### Problem
Can you set down every one of the items below line for line, leaving out the pictures?

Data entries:
● ● ● ●
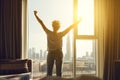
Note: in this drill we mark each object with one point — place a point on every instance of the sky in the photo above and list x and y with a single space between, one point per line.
49 10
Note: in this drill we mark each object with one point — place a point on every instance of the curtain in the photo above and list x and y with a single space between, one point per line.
107 23
112 38
10 29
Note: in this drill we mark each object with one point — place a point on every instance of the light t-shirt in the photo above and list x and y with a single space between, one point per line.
54 40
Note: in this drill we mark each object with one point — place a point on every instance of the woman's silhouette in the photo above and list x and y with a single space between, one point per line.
54 44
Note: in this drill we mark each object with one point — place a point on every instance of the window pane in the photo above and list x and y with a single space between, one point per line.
86 57
49 10
86 11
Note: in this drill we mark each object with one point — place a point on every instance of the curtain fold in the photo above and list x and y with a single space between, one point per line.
● ● ● ●
### Final answer
Note: in this drill we mark each object with one point — place a point on every instance of the sky in the photo above and list x and y with a single space between, one point per line.
49 10
Note: in this drill we mark each object with one point — place a point on every instance of the curtain in the photo above and list x and y with a single space between, one point per line.
107 23
112 38
10 29
Note: in this drill we mark each object with one point — place a point on every instance of the light t-shirt in the photo above and list x and y with a single space between, one point per line.
54 40
Note: in this drill we mark each object with one point — place a point on every instance of the woman's silhouette in the photo above and list x and y with a single space between, one point per line.
54 44
Note: in this drill we mark each object with one point — place a point on every instance of the window pane in the photo above and list x and y with a single space between, one point per line.
86 57
49 10
86 11
Note: in this drill we mark each object with one point — place a point on every instance of the curtain fold in the photo above and list x and y with a single space between, one point per line.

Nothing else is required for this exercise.